• WHAT THE TASK ASKS:
All of the records must be repeated exactly as they read.

Data records:
[Start of Attachment]

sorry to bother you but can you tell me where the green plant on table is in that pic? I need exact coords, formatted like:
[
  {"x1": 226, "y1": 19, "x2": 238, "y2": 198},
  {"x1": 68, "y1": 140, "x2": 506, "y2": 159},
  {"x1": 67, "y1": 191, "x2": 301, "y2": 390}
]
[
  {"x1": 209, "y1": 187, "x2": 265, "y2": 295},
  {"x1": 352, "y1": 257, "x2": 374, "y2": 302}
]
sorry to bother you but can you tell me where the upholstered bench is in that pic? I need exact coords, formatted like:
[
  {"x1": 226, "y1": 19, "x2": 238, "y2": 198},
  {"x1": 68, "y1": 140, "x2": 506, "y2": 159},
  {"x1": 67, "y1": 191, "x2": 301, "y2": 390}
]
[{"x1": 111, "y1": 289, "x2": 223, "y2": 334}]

[End of Attachment]

• ANSWER SPACE:
sorry to bother you but can you tell me where the green plant on table is in that pic? I need exact coords, formatted like:
[
  {"x1": 226, "y1": 19, "x2": 238, "y2": 198},
  {"x1": 68, "y1": 140, "x2": 506, "y2": 159},
  {"x1": 67, "y1": 191, "x2": 301, "y2": 390}
]
[
  {"x1": 209, "y1": 187, "x2": 265, "y2": 295},
  {"x1": 352, "y1": 257, "x2": 374, "y2": 302}
]
sorry to bother you but can you tell me where the upholstered bench is in that pic? I need exact coords, formatted like:
[
  {"x1": 226, "y1": 19, "x2": 238, "y2": 198},
  {"x1": 68, "y1": 140, "x2": 506, "y2": 159},
  {"x1": 67, "y1": 191, "x2": 301, "y2": 390}
]
[{"x1": 111, "y1": 289, "x2": 223, "y2": 334}]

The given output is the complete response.